▸ EXTRAIT DE PAGE
************

Je demandai donc au médium de se représenter nettement la pleine lune et de tâcher d'en obtenir une nouvelle reproduction.
Le 11 septembre j'obtins le cliché n° 16. C'était quelque chose de ressemblant à la photographie précédente quoique d'une apparence bizarre. Le nuage est analogue, mais la lune diffère beaucoup.
Ce n'est pas une lune — dis-je au médium — c'est un bouton !
En effet, la photographie représentait comme deux disques, incrustés l'un dans l'autre, avec une troisième tache ronde beaucoup plus petite au milieu. Cette tache est plus sombre que le second cercle, et le second plus sombre, que le premier. D'ailleurs, aucun d'eux n'est plus clair que le fond du nuage. (On trouvera plus loin les explications données à ce sujet par le double).
Mes critiques provoquèrent de nouveaux efforts du médium, et cette fois il se produisit le phénomène inverse ; des deux lunes, la première, plus petite, est plus blanche, et toutes les deux plus claires que le fond...

************

▸ MATÉRIEL FOURNI

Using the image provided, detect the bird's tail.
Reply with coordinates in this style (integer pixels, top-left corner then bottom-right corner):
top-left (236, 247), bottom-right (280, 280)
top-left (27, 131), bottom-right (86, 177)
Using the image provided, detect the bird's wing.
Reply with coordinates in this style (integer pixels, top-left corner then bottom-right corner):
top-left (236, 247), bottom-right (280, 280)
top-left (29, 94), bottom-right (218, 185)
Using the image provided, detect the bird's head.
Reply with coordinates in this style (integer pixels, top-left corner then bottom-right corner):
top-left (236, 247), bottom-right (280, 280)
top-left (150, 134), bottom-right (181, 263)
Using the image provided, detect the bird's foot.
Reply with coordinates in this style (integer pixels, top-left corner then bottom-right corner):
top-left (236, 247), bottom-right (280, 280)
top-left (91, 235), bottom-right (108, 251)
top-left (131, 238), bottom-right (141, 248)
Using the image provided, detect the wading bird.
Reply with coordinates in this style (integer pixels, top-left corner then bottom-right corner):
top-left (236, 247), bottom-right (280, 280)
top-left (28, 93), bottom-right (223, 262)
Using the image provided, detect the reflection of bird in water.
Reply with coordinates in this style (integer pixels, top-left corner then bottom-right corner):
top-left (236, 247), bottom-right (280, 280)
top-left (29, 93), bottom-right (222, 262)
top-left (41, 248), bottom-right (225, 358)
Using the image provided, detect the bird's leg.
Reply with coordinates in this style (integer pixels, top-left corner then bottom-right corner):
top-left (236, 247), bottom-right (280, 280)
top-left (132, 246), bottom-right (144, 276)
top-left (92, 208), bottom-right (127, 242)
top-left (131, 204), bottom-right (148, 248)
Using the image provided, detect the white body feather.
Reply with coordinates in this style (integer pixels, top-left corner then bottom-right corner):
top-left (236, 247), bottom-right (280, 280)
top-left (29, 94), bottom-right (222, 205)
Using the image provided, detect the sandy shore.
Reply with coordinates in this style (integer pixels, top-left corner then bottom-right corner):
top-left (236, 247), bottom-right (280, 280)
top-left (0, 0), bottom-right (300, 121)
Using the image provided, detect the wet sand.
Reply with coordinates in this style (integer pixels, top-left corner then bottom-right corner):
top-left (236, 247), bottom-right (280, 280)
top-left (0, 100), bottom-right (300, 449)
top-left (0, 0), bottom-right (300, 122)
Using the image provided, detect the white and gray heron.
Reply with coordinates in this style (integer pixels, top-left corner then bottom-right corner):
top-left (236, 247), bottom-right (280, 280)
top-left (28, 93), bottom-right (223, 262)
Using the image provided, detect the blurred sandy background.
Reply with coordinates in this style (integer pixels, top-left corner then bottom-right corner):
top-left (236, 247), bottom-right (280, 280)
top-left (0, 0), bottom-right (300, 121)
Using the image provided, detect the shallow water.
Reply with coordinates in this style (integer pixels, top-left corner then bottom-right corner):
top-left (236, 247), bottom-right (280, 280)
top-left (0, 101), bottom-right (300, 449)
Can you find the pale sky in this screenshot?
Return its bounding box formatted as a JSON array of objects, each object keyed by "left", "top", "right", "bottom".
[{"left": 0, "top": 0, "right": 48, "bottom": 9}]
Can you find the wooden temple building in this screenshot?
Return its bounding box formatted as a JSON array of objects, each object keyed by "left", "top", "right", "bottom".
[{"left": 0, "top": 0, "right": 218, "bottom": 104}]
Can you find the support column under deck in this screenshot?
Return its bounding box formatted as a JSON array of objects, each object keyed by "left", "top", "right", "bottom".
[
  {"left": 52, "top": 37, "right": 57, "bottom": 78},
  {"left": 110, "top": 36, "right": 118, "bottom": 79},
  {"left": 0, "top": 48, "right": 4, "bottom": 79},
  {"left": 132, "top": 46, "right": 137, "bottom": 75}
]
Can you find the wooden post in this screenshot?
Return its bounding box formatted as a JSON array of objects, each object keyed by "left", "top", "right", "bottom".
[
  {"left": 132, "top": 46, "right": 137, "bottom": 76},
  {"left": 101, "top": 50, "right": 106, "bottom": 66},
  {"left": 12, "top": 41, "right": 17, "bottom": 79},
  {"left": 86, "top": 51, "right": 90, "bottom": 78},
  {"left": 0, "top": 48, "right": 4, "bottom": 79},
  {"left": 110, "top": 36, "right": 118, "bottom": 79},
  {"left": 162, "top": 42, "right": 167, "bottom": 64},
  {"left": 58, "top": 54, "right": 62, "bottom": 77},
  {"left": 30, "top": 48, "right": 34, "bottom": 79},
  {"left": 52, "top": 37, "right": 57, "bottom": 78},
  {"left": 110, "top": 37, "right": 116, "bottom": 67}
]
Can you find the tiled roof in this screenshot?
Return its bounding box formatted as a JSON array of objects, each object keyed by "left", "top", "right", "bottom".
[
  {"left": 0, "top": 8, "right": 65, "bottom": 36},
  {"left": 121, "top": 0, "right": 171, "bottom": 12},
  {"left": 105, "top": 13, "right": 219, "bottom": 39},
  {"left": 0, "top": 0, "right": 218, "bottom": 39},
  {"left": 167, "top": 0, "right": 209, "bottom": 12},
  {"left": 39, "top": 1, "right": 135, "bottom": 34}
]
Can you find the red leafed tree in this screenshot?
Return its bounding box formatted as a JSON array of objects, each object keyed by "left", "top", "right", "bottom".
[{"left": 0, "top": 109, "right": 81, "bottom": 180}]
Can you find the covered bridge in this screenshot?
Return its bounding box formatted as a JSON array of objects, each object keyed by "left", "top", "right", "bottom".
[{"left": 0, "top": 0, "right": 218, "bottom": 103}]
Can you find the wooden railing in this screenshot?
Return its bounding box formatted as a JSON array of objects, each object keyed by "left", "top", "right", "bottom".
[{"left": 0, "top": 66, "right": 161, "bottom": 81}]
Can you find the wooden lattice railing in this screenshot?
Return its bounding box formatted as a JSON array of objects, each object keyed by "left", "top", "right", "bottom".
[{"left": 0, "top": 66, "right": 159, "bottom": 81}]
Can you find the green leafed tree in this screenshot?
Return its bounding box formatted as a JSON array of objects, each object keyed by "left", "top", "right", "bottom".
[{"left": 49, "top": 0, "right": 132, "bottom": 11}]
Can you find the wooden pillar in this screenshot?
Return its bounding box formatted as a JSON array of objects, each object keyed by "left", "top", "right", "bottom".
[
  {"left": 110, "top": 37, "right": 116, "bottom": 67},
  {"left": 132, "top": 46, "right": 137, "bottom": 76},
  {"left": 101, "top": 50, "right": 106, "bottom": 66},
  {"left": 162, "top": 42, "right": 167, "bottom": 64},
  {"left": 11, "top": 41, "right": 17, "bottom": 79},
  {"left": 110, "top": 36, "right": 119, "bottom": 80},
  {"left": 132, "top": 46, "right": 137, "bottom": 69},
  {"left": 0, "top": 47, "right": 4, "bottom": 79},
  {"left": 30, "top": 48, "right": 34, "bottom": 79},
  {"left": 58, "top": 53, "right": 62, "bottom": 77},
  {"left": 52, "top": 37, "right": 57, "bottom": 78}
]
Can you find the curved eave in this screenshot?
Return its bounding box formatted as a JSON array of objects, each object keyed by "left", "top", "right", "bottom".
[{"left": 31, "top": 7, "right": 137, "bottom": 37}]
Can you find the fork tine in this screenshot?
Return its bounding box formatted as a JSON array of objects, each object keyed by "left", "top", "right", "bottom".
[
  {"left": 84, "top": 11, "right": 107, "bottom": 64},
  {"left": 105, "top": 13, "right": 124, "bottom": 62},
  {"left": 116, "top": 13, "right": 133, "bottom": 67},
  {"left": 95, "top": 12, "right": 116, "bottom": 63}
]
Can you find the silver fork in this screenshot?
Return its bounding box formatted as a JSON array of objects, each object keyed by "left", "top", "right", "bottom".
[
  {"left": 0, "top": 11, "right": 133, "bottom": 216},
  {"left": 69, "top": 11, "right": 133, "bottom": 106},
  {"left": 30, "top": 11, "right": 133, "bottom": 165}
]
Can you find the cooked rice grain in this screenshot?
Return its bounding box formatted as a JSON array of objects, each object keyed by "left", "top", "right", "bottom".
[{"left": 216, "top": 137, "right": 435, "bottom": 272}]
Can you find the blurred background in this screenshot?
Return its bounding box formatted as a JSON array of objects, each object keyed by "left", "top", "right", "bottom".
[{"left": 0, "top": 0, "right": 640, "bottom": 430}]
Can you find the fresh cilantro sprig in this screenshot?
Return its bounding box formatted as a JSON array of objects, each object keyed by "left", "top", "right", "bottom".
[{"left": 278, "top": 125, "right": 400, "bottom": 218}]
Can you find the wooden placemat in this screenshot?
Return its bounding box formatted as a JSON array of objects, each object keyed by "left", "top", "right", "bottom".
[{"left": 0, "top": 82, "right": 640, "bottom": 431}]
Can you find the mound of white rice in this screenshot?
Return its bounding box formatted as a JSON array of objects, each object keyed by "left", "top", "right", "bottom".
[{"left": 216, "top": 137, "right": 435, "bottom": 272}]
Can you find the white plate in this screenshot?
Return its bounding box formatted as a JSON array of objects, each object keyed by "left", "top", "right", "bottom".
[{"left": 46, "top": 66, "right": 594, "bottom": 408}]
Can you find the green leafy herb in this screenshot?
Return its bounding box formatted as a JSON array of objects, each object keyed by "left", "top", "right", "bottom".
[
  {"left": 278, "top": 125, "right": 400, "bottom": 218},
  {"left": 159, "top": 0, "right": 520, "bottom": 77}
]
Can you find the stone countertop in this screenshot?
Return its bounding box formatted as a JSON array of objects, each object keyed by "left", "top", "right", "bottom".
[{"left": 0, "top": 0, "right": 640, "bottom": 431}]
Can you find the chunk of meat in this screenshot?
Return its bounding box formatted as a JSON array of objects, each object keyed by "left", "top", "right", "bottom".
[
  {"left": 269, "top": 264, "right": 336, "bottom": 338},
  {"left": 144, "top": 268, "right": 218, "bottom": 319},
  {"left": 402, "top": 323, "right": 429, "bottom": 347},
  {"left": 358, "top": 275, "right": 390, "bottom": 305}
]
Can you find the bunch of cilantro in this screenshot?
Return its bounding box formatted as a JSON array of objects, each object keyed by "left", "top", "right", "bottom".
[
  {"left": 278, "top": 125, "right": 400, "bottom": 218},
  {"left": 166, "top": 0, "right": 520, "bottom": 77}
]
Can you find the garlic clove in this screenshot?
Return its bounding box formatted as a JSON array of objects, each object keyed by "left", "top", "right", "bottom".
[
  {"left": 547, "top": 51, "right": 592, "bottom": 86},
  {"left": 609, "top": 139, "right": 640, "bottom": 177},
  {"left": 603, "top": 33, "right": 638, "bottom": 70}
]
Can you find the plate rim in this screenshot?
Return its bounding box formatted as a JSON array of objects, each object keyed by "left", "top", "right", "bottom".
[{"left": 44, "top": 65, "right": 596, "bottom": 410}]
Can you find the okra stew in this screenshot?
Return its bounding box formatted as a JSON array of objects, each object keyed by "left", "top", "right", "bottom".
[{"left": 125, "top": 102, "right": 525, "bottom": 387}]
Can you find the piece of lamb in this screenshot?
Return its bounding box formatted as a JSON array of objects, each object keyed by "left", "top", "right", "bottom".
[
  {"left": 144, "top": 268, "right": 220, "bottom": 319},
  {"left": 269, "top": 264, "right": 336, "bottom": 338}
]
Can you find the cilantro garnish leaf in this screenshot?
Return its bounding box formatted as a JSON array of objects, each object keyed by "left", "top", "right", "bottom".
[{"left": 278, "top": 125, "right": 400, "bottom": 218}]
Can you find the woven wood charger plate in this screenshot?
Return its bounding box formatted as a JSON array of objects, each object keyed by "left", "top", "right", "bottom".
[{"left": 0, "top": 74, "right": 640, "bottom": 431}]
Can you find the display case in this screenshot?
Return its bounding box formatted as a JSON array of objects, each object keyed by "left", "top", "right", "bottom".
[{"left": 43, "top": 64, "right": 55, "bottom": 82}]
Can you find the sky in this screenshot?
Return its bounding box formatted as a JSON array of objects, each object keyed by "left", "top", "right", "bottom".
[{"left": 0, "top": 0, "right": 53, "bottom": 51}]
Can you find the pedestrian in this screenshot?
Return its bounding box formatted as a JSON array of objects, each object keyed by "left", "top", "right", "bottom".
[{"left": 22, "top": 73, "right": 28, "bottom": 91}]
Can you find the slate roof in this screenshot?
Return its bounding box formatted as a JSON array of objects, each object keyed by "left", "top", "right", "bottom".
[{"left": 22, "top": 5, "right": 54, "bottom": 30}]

************

▸ CONSIGNE
Dans l'extrait sur les photographies de la lune obtenues par le médium, à quelle date le cliché n° 16 fut-il obtenu ? Ce matériel provient d'une autre source que l'extrait.

▸ RÉPONSE
Le 11 septembre.